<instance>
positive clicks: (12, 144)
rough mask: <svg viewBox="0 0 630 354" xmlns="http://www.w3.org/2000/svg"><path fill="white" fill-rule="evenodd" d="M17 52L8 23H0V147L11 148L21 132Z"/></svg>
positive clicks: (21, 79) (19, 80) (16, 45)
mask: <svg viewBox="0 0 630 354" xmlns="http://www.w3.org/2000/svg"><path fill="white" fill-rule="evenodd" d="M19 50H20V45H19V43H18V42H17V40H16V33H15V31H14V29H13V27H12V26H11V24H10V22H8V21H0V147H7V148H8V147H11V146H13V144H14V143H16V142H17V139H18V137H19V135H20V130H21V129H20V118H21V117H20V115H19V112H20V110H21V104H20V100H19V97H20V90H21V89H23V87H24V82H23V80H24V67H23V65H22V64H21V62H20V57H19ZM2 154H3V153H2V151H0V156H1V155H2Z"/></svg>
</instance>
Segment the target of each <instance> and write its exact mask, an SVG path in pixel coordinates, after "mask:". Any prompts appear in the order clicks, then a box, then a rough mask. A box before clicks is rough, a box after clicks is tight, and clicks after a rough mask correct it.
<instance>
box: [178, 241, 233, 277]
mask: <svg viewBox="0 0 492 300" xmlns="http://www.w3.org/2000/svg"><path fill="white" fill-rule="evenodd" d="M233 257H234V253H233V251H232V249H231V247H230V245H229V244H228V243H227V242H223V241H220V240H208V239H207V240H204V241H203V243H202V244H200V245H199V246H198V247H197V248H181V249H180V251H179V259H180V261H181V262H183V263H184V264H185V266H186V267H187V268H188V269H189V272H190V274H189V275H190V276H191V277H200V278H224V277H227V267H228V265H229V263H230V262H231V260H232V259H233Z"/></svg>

• [What is expected]: When a line of the records has the word "rough", pick it out and copy it.

• [Response to this exercise]:
rough mask: <svg viewBox="0 0 630 354" xmlns="http://www.w3.org/2000/svg"><path fill="white" fill-rule="evenodd" d="M17 52L8 23H0V147L11 148L21 132Z"/></svg>
Segment the target of each <instance> and write its exact mask, an SVG path in pixel coordinates, after "mask:". Any prompts appear in the order clicks, then a box, then a rough mask. A box before clicks is rough, a box after clicks is tight, and clicks after a rough mask correct it.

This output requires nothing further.